━━━━━ PAGE EXCERPT ━━━━━

917 F.2d 1305
Unpublished Disposition
NOTICE: Sixth Circuit Rule 24(c) states that citation of unpublished dispositions is disfavored except for establishing res judicata, estoppel, or the law of the case and requires service of copies of cited unpublished dispositions of the Sixth Circuit.
UNITED STATES of America, Plaintiff-Appellee,
v.
Clarence TURNAGE, Defendant-Appellant.
No. 90-5420.
United States Court of Appeals, Sixth Circuit.
Nov. 6, 1990.
Before BOYCE F. MARTIN, Jr., RYAN and SUHRHEINRICH, Circuit Judges.
PER CURIAM.
The indictment in this case was the result of a Drug Enforcement Agency ("DEA") sting operation during which Clarence Turnage, Floyd Garr and Fred Griffin allegedly agreed to purchase approximately three kilograms of cocaine from undercover DEA agents in a McDonald's parking lot in Winchester, Kentucky. On September 19, 1989, defendant Garr pled guilty to the charges in the indictment pursuant to an agreement with government attorneys. On November 15, 1989, trial commenced against Turnage and co-defendant Griffin. On November 17, 1989, the jury found Turnage guilty of conspiracy and attempt to possess cocaine with intent to distribute, in violation of 21 U.S.C. Sec. 846 (count one), and use of a firearm during and in relation to a drug trafficking crime, in violation of 18 U.S.C. Sec. 924(c)(1) and (2) (count two). Turnage appeals both convictions on various grounds. The jury found Griffin not guilty on all counts. For the reasons stated below, we affirm Turnage's conviction.
A.
Turnage's first argument on appeal is that the district court erred in failing to suppress $8,000 in currency seized from the trunk of his gold Cadillac after it was impounded at the Lexington-Fayette Urban County Metropolitan Police Department. The trial court denied Turnage's motion to suppress, ruling that the $8,000 was seized pursuant to a valid inventory search. At the suppression hearing, Richard Cook, a member of the Drug Task Force of the Lexington-Fayette Urban County Metropolitan Police Department, testified that Turnage's automobile was confiscated from the McDonald's parking lot at the time of his arrest and transported to the Urban County Police Department Headquarters. Cook further testified that he performed an inventory search of the vehicle in accordance with the standard department procedures and found $8,000 in the trunk of the vehicle wrapped in brown paper. Turnage did not offer any evidence to refute Agent Cook's testimony or otherwise establish that the search of his car was not in the ordinary course of police procedures.

━━━━━ EXTRACTED DATA ━━━━━

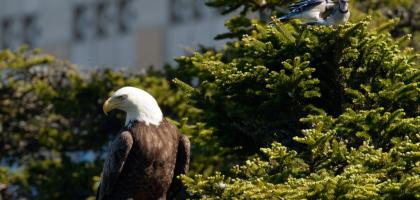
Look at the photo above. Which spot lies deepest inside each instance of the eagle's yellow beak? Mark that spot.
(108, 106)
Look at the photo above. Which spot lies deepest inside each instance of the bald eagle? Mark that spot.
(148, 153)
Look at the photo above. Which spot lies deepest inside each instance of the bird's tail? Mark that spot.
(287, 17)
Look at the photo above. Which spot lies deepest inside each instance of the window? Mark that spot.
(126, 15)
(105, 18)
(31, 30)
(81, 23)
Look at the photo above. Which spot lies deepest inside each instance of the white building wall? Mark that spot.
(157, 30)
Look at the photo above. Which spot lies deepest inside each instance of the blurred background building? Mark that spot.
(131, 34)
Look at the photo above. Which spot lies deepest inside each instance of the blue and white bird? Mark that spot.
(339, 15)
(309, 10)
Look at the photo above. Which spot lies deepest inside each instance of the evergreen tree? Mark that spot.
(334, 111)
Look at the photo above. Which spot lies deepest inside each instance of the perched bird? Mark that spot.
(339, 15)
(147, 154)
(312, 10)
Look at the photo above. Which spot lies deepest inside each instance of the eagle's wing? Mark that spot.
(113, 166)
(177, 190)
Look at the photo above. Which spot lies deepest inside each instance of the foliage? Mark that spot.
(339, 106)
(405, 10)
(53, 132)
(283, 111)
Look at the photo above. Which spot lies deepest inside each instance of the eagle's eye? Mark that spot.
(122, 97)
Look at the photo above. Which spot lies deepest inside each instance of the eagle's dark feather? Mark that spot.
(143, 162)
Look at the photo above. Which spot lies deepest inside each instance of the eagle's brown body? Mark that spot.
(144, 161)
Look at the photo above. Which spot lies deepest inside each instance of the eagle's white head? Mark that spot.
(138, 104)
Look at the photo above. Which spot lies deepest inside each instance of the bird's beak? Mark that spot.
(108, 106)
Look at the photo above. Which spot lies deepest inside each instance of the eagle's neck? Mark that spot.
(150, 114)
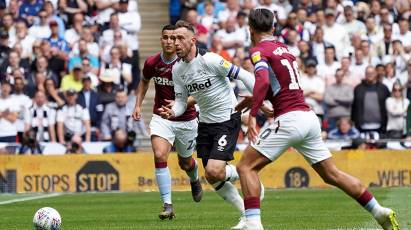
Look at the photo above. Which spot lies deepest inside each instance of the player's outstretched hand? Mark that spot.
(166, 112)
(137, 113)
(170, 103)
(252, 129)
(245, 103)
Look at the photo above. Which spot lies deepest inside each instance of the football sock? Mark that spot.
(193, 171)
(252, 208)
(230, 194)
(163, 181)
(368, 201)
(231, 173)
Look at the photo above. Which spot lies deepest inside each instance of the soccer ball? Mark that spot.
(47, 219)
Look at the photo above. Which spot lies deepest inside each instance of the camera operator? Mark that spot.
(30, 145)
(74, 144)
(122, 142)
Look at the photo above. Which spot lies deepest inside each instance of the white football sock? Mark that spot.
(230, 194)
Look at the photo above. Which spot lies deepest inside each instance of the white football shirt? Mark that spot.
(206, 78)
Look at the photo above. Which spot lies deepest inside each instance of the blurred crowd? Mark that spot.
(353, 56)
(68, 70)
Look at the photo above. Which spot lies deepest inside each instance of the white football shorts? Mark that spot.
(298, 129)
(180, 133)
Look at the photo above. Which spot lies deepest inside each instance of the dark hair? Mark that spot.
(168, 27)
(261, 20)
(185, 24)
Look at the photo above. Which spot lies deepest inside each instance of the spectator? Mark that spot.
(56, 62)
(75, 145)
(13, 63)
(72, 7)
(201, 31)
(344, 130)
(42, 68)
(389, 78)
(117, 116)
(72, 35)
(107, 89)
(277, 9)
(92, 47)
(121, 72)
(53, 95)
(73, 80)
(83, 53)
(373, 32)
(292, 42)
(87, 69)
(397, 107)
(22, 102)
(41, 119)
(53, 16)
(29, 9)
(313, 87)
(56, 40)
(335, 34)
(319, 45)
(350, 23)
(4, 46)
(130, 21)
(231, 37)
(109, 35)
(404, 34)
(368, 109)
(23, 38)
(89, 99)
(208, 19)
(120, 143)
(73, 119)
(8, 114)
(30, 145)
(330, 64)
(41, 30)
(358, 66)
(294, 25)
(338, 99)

━━━━━
━━━━━ EXTRACTED DATA ━━━━━

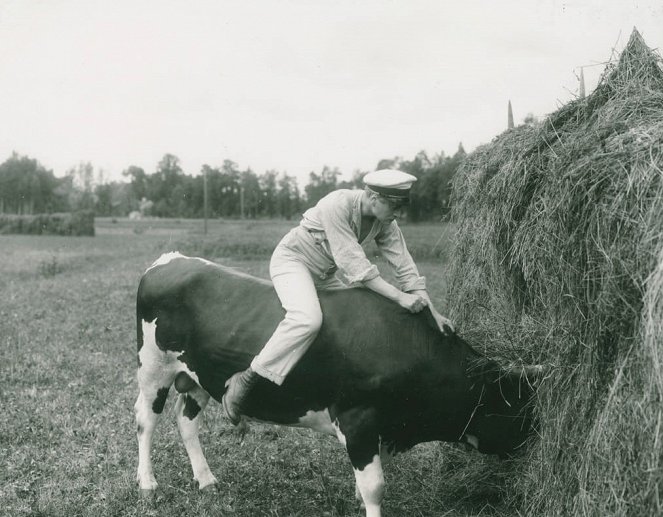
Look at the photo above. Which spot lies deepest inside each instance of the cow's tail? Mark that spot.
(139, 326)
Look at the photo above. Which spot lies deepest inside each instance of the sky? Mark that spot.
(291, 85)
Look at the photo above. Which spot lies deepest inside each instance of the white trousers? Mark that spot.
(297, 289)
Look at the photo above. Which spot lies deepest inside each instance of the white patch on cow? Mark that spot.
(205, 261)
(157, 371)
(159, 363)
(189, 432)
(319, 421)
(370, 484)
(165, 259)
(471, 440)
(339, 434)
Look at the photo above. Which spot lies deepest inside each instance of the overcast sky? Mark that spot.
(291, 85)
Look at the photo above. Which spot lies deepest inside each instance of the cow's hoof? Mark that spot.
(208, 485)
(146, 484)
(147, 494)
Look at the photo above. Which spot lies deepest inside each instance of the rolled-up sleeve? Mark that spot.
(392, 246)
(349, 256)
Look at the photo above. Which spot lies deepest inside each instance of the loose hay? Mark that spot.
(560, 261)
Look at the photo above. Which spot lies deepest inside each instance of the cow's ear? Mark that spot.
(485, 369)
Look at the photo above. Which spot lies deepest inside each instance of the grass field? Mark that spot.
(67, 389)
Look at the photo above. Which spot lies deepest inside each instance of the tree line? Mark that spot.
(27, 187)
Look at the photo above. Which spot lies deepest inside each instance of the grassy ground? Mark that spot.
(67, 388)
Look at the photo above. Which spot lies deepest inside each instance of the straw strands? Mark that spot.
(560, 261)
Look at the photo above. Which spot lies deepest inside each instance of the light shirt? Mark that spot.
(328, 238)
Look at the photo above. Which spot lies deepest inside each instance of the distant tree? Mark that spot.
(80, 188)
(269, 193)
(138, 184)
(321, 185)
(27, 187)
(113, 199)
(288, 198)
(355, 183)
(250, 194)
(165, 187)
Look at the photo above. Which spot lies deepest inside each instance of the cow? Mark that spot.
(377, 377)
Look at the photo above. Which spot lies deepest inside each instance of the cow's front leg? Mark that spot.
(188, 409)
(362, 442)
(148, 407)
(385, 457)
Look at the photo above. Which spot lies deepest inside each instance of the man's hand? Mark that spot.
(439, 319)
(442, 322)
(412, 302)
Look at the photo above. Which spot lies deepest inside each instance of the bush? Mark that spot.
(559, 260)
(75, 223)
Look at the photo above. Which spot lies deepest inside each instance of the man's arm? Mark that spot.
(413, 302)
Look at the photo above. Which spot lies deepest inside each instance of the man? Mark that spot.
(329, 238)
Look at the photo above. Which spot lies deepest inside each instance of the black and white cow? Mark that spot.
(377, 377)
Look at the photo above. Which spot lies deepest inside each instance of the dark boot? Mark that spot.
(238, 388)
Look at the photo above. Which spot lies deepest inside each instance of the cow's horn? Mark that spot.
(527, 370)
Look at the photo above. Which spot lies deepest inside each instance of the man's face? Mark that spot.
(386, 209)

━━━━━

* [WORK TO COMPLETE]:
Set down the part of the court opinion from "917 F.2d 1305" up to and including "Clarence TURNAGE, Defendant-Appellant.", word for word. The items were drawn from a separate source unrelated to the court opinion.

* [REPLY]:
917 F.2d 1305
Unpublished Disposition
NOTICE: Sixth Circuit Rule 24(c) states that citation of unpublished dispositions is disfavored except for establishing res judicata, estoppel, or the law of the case and requires service of copies of cited unpublished dispositions of the Sixth Circuit.
UNITED STATES of America, Plaintiff-Appellee,
v.
Clarence TURNAGE, Defendant-Appellant.